JOB:
Print the stretch of the Jupiter orbit problem from "For any planet" through "of the Sun.", word for word.
** start of GIVEN TEXT **
The Jupiter's period of revolution around the Sun is 12 times that of the Earth. Assuming the planetary orbits to be circular, find:
(a) how many times the distance between the Jupiter and the Sun exceeds that between the Earth and the Sun,
(b) the velocity and the acceleration of Jupiter in the heliocentric reference frame.

For any planet
`MRomega^2=(gammaMm_s)/(R^2)` or `omega=sqrt((gammam_s)/(R^3))`
So, `T=(2pi)/(omega)=2piR^(3//2)//sqrt(gammam_s)`
(a) Thus `T_J/T_E=(R_J/R_E)^(3//2)`
So `R_J/R_E=(T_J//T_E)^(2//3)=(12)^(2//3)=5*24`.
(b) `V_J^2=(gammam_s)/(R_J)`, and `R_J=(T(sqrt(gammam_s))/(2pi))^(2//3)`
So `V_J^2=((gammam_s)^(2//3)(2pi)^(2//3))/(T^(2//3))` or, `V_J=((2pigammam_s)/(T))^(2//3)`
where `T=12` years. `m_s=` mass of the Sun.
Putting the values we get `V_J=12*97 km//s`
Acceleration `=(v_J^2)/(R_J)=((2pigammam_s)/(T))^(2//3)xx((2pi)/(Tsqrt(gammam_s)))^(2//3)`
`=((2pi)/(T))^(4//3)(gammam_s)^(1//3)`
`=2*15xx10^-4 km//s^2`
** end of GIVEN TEXT **
** start of RAW DATA **
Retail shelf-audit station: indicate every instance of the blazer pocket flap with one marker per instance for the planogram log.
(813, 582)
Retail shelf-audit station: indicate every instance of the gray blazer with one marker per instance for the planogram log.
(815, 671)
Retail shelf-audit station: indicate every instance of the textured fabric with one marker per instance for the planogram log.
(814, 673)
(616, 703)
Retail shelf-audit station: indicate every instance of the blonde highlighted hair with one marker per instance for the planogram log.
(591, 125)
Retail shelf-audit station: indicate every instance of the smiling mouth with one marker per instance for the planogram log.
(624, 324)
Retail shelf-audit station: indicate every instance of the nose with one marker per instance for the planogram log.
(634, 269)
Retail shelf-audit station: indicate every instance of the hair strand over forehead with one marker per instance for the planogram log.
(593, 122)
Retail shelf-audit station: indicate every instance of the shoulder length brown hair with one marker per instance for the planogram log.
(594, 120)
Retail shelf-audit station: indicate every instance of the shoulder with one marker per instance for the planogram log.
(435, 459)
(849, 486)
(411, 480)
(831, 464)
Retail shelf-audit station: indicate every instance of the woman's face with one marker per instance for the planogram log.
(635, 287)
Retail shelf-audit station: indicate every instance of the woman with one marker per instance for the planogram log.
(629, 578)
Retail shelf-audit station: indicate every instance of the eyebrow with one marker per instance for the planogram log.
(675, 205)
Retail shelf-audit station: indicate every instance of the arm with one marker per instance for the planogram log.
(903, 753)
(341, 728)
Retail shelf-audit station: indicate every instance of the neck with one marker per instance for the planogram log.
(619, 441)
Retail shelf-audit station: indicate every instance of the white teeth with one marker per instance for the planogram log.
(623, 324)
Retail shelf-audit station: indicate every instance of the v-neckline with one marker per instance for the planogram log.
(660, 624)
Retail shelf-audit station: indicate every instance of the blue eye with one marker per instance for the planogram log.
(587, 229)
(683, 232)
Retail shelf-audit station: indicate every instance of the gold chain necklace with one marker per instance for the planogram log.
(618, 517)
** end of RAW DATA **
FINAL RESULT:
For any planet
`MRomega^2=(gammaMm_s)/(R^2)` or `omega=sqrt((gammam_s)/(R^3))`
So, `T=(2pi)/(omega)=2piR^(3//2)//sqrt(gammam_s)`
(a) Thus `T_J/T_E=(R_J/R_E)^(3//2)`
So `R_J/R_E=(T_J//T_E)^(2//3)=(12)^(2//3)=5*24`.
(b) `V_J^2=(gammam_s)/(R_J)`, and `R_J=(T(sqrt(gammam_s))/(2pi))^(2//3)`
So `V_J^2=((gammam_s)^(2//3)(2pi)^(2//3))/(T^(2//3))` or, `V_J=((2pigammam_s)/(T))^(2//3)`
where `T=12` years. `m_s=` mass of the Sun.